## Assignment:
Reproduce only the top of the records, down to and including the line containing "Can you find the bride's dark".

## Exercise input:
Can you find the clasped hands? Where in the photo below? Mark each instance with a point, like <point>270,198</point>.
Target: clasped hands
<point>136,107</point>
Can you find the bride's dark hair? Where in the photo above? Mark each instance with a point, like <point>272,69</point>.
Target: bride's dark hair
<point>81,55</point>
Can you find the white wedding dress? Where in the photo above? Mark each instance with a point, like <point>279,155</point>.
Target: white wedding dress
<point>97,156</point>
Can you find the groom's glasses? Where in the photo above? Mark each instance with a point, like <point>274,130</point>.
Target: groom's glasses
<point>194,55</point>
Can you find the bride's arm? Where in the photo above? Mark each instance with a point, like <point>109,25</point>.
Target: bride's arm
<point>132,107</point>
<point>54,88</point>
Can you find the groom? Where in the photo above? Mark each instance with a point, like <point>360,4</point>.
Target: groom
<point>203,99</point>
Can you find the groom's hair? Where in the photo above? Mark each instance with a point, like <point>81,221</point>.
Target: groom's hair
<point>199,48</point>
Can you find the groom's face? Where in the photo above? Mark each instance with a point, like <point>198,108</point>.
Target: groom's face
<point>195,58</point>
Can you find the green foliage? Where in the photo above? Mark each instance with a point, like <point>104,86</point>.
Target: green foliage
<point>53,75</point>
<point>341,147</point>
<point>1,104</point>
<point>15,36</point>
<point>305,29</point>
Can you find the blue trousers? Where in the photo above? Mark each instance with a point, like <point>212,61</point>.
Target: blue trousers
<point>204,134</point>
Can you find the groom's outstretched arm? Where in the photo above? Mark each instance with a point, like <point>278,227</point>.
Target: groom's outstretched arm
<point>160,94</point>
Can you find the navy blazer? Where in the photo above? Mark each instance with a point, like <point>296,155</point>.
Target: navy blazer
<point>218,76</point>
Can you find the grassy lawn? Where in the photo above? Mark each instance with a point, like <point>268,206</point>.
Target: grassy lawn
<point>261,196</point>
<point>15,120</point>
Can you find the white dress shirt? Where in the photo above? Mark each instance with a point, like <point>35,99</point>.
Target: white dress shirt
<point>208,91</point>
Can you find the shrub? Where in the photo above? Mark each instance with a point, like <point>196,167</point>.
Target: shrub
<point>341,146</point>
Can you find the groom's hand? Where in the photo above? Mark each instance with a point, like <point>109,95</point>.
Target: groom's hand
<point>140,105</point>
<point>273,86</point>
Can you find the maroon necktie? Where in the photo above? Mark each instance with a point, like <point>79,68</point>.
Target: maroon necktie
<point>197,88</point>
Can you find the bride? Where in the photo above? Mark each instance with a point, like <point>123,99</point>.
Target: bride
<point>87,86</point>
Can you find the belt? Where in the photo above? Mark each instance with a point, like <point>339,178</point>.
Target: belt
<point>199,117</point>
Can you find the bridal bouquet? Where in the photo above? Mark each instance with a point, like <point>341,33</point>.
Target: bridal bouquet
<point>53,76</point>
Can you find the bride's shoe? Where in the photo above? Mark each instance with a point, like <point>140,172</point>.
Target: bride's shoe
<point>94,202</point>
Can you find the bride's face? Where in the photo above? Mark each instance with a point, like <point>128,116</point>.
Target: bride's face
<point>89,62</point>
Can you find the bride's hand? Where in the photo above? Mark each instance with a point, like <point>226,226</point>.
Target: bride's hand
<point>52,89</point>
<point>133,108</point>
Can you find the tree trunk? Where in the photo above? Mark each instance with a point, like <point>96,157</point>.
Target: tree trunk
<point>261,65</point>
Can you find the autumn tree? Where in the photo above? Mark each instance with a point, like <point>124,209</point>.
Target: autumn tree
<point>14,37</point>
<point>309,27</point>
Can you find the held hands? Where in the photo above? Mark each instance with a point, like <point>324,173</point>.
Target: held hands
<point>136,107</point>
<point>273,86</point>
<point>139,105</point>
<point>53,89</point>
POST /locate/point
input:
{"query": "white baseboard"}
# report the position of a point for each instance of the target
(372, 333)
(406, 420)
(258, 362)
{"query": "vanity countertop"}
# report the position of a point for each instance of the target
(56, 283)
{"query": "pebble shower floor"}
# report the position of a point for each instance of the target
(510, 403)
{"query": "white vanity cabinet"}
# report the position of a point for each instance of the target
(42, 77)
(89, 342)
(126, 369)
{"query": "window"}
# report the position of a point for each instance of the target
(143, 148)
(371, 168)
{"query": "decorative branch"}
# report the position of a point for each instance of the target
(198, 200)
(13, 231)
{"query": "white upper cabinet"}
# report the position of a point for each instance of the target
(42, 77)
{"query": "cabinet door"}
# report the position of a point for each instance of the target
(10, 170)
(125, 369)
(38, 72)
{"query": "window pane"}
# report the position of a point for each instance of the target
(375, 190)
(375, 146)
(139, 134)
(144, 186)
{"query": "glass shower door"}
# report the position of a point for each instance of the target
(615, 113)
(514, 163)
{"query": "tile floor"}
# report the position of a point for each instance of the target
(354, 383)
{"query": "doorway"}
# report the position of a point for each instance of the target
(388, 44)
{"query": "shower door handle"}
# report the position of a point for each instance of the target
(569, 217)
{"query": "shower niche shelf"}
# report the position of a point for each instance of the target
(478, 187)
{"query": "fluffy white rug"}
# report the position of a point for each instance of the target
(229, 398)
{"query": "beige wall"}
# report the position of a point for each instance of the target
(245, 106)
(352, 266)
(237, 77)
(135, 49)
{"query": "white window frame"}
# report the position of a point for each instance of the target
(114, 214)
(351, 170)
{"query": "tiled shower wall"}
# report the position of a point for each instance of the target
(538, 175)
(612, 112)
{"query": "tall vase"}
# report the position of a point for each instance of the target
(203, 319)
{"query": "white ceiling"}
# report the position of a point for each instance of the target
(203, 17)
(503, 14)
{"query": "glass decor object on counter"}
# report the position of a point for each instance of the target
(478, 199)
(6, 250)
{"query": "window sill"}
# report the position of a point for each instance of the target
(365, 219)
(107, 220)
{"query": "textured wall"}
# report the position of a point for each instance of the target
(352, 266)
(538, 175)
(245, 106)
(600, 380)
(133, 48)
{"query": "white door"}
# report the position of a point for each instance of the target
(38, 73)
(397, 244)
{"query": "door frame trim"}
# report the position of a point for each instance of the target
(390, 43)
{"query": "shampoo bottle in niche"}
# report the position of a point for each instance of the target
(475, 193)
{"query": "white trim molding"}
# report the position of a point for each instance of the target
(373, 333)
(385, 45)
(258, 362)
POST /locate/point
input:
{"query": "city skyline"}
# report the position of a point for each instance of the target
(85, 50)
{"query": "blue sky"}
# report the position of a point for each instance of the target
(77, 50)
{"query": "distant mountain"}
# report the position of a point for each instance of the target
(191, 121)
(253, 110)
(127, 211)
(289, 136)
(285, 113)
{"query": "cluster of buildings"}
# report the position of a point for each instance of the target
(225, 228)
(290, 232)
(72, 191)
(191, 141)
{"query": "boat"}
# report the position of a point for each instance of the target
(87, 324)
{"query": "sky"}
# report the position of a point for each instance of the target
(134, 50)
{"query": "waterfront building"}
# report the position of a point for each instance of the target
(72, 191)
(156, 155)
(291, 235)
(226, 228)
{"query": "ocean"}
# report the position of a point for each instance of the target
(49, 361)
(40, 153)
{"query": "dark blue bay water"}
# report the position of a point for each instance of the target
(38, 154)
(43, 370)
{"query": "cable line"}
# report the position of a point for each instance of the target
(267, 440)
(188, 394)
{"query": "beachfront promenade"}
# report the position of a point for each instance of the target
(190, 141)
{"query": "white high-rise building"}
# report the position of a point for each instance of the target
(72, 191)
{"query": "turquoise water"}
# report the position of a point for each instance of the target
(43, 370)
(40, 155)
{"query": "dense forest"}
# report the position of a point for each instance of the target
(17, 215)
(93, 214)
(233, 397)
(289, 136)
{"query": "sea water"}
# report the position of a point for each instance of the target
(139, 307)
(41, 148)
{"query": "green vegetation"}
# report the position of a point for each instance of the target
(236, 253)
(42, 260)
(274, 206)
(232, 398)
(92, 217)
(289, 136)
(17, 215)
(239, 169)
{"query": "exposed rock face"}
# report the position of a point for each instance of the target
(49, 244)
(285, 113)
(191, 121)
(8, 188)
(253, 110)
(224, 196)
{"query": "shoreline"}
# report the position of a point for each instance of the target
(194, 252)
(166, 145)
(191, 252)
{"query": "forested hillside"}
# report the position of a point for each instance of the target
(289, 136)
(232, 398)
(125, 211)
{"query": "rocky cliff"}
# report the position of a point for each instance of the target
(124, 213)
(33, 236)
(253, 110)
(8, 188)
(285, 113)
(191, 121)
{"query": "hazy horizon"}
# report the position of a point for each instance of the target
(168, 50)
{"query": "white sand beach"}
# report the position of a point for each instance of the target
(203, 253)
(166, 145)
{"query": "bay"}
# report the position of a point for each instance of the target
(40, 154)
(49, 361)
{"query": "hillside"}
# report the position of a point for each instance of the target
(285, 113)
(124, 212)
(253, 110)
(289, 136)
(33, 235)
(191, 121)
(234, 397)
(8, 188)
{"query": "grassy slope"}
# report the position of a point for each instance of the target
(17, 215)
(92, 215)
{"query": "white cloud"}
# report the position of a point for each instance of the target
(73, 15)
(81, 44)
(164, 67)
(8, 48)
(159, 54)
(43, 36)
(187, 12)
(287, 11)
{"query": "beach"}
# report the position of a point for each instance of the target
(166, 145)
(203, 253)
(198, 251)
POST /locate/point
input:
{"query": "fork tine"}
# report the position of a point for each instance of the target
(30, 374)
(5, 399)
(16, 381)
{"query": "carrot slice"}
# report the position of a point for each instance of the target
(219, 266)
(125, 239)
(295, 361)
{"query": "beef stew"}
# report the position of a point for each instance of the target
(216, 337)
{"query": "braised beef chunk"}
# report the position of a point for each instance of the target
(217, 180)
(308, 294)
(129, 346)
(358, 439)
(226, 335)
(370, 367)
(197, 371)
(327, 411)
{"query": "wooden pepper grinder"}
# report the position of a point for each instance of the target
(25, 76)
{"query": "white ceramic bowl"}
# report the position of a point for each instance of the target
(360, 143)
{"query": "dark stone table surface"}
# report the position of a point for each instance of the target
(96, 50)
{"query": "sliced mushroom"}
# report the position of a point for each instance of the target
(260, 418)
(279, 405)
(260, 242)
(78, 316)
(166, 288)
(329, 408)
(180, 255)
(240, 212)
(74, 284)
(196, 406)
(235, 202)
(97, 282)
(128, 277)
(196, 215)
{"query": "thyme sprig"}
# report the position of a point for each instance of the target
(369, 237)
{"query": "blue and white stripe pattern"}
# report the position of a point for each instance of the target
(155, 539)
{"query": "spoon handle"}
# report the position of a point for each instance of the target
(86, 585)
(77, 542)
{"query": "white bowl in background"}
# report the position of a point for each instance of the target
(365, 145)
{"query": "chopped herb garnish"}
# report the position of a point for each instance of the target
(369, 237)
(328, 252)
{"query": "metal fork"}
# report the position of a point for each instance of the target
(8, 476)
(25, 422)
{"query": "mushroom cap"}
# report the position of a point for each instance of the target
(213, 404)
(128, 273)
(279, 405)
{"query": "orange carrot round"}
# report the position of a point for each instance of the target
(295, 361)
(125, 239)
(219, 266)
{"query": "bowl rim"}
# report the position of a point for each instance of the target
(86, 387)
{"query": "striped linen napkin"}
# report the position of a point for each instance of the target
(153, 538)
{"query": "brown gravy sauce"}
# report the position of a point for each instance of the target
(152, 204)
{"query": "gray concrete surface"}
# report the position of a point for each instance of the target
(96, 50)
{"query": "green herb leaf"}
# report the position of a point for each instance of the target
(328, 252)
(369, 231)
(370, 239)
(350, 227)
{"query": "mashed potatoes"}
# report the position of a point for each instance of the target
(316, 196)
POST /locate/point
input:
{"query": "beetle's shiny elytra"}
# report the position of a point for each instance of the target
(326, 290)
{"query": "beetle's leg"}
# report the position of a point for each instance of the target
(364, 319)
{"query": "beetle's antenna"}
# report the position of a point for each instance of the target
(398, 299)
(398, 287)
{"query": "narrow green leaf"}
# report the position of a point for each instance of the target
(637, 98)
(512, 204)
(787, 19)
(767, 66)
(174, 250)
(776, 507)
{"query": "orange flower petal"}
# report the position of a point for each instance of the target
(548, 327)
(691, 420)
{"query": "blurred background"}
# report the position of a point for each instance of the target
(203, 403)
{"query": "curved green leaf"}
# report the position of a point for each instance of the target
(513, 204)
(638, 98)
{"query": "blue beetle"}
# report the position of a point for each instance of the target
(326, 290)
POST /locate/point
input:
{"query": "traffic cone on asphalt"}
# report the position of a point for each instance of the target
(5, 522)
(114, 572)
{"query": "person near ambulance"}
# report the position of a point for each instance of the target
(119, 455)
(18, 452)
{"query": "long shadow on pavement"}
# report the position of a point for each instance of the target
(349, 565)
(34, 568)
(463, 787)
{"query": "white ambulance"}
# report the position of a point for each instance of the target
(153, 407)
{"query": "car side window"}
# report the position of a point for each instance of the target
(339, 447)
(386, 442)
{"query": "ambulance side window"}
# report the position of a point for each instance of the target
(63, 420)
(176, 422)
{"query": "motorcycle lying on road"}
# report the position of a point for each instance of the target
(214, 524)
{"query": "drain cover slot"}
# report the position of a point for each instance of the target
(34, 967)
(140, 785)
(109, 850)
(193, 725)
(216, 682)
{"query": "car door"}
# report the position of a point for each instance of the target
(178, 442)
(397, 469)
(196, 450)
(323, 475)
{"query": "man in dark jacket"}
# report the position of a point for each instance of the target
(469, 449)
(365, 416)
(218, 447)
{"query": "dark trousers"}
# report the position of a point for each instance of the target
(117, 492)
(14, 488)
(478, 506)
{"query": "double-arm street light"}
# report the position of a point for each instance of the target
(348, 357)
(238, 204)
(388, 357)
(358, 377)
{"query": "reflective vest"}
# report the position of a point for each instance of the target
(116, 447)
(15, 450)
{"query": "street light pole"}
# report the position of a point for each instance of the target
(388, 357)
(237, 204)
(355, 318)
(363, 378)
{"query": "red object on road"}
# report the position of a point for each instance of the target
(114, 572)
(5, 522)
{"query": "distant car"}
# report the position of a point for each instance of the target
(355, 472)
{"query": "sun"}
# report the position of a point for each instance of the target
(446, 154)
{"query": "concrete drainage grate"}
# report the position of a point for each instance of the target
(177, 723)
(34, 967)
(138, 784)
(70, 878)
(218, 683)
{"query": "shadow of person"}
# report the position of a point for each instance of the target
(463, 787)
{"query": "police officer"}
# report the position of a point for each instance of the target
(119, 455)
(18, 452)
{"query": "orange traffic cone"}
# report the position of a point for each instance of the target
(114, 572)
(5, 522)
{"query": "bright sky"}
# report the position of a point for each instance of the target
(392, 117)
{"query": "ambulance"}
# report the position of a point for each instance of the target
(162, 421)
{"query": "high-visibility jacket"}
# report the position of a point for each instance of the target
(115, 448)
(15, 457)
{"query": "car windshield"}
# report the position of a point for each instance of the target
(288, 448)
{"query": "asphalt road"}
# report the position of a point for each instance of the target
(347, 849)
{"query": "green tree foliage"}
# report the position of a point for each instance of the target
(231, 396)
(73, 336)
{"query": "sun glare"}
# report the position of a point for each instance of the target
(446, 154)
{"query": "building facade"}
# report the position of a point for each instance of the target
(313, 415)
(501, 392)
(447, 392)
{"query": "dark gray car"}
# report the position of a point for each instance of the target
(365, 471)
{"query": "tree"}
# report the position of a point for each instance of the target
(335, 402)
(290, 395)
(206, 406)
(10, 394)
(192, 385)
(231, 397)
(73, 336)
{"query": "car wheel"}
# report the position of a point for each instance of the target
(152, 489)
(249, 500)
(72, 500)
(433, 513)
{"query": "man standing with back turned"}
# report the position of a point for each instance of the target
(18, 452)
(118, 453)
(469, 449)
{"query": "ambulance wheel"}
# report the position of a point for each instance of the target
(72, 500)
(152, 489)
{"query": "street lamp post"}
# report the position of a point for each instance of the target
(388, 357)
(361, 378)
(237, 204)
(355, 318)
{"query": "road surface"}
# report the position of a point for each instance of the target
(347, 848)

## Task result:
Can you find the clasped hands? Where in the photo below? Mark each instance with a point, like <point>270,198</point>.
Target: clasped hands
<point>136,107</point>
Can you find the bride's dark hair? Where in the photo above? Mark each instance with a point, like <point>272,69</point>.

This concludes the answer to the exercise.